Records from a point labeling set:

__________________________________________________

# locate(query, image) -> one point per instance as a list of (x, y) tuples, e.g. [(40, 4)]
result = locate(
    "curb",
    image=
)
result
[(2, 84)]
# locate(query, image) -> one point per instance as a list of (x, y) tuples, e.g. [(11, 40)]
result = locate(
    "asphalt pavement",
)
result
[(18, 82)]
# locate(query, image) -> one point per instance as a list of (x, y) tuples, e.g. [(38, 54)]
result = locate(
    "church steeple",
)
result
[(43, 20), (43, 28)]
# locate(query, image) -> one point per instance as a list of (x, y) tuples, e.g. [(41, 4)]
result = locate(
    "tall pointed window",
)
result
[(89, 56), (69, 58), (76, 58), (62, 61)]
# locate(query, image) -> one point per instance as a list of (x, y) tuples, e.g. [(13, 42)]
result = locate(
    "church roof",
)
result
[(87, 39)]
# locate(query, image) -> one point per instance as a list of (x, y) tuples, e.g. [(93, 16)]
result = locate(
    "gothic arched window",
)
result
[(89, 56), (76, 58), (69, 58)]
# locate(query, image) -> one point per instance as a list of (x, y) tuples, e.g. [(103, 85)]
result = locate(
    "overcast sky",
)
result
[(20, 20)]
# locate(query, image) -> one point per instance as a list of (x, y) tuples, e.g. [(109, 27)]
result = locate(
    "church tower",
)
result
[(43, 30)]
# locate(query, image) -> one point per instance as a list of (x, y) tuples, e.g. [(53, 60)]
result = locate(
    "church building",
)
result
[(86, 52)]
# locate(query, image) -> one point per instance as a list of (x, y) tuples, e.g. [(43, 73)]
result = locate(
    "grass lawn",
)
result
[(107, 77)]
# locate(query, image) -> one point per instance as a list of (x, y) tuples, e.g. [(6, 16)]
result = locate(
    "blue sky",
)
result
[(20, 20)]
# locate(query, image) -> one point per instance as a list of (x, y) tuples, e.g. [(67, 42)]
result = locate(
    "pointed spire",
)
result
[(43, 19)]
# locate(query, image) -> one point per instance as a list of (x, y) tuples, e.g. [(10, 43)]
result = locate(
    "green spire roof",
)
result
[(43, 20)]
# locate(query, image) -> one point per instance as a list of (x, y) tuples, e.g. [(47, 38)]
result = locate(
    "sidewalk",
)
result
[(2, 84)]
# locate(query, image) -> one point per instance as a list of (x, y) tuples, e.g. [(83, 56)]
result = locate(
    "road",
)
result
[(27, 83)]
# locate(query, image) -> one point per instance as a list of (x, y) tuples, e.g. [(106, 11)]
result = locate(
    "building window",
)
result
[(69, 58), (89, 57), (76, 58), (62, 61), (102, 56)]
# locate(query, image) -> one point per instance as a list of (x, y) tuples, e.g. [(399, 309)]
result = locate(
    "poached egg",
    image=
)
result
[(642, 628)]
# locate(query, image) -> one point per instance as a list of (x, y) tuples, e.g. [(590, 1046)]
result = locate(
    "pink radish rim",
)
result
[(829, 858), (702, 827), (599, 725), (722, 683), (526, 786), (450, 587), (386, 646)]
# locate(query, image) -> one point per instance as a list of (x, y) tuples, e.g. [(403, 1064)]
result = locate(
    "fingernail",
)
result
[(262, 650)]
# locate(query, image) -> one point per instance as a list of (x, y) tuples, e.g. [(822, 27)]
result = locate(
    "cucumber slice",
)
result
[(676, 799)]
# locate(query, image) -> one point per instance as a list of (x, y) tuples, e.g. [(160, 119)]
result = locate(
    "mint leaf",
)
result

__________________________________________________

Task goal:
Reproduce every record, matching each line exactly.

Result below:
# locate(query, image) -> one point per instance as a list of (x, y) tuples, e.g. [(40, 4)]
result = locate(
    "curb",
    image=
)
result
[(2, 84)]
# locate(query, image) -> one point per instance as a list of (x, y) tuples, e.g. [(11, 40)]
result = locate(
    "asphalt pavement",
)
result
[(18, 82)]
# locate(query, image) -> one point per instance as a list of (x, y) tuples, e.g. [(38, 54)]
result = locate(
    "church steeple",
)
result
[(43, 20), (43, 28)]
# locate(query, image) -> one point per instance as a list of (x, y) tuples, e.g. [(41, 4)]
result = locate(
    "tall pointed window",
)
result
[(89, 56), (69, 58), (76, 58), (62, 61)]
# locate(query, image) -> one point per instance as a list of (x, y) tuples, e.g. [(13, 42)]
result = locate(
    "church roof",
)
result
[(87, 39)]
# locate(query, image) -> one point per instance as a list of (x, y) tuples, e.g. [(93, 16)]
result = locate(
    "gothic arched window",
)
result
[(89, 56), (76, 58), (69, 58)]
# locate(query, image) -> one point per instance as a list of (x, y) tuples, e.g. [(103, 85)]
result = locate(
    "overcast sky",
)
result
[(20, 20)]
# locate(query, image) -> one point per instance as a list of (x, y) tuples, e.g. [(109, 27)]
result = locate(
    "church tower",
)
result
[(43, 30)]
# locate(query, image) -> one point per instance as a list of (x, y) tuples, e.g. [(53, 60)]
result = locate(
    "church building",
)
result
[(86, 52)]
# locate(query, image) -> one point per instance as a list of (x, y) tuples, e.g. [(43, 73)]
result = locate(
    "grass lawn",
)
result
[(107, 77)]
# locate(query, image) -> one point per instance as a list of (x, y) tuples, e.g. [(6, 16)]
result = locate(
    "blue sky",
)
result
[(20, 20)]
# locate(query, image) -> one point per instance as a list of (x, y) tuples, e.g. [(67, 42)]
result = locate(
    "pointed spire",
)
result
[(43, 19)]
# locate(query, image) -> one point per instance as a list of (x, y) tuples, e.g. [(10, 43)]
result = locate(
    "green spire roof",
)
result
[(43, 20)]
# locate(query, image) -> one point per instance as a list of (x, y) tuples, e.g. [(47, 38)]
result = locate(
    "sidewalk",
)
result
[(2, 84)]
# locate(query, image) -> one point per instance as a list of (x, y) tuples, e.g. [(83, 56)]
result = locate(
    "road",
)
result
[(27, 83)]
# locate(query, image) -> one point per instance as a list of (x, y) tuples, e.g. [(106, 11)]
result = locate(
    "building window",
)
result
[(69, 58), (89, 57), (76, 58), (62, 61), (102, 56)]
# locate(query, image) -> one point per instance as a list of (x, y) tuples, e.g. [(399, 309)]
result = locate(
    "poached egg",
    image=
)
result
[(642, 628)]
# locate(query, image) -> one point per instance as a list of (x, y) tuples, e.g. [(590, 1046)]
result = locate(
    "pink radish rim",
)
result
[(829, 858), (702, 827), (599, 725), (722, 683), (526, 786), (450, 587), (386, 646)]
# locate(query, image) -> one point per instance as a list of (x, y) tuples, e.g. [(403, 1064)]
result = locate(
    "fingernail",
)
result
[(262, 650)]
# locate(query, image) -> one point per instance as a list of (x, y) tuples, e.g. [(822, 27)]
result = locate(
    "cucumber slice",
)
result
[(676, 799)]
# locate(query, image) -> one point per instance as a list of (x, y) tuples, e.g. [(160, 119)]
result = locate(
    "mint leaf",
)
result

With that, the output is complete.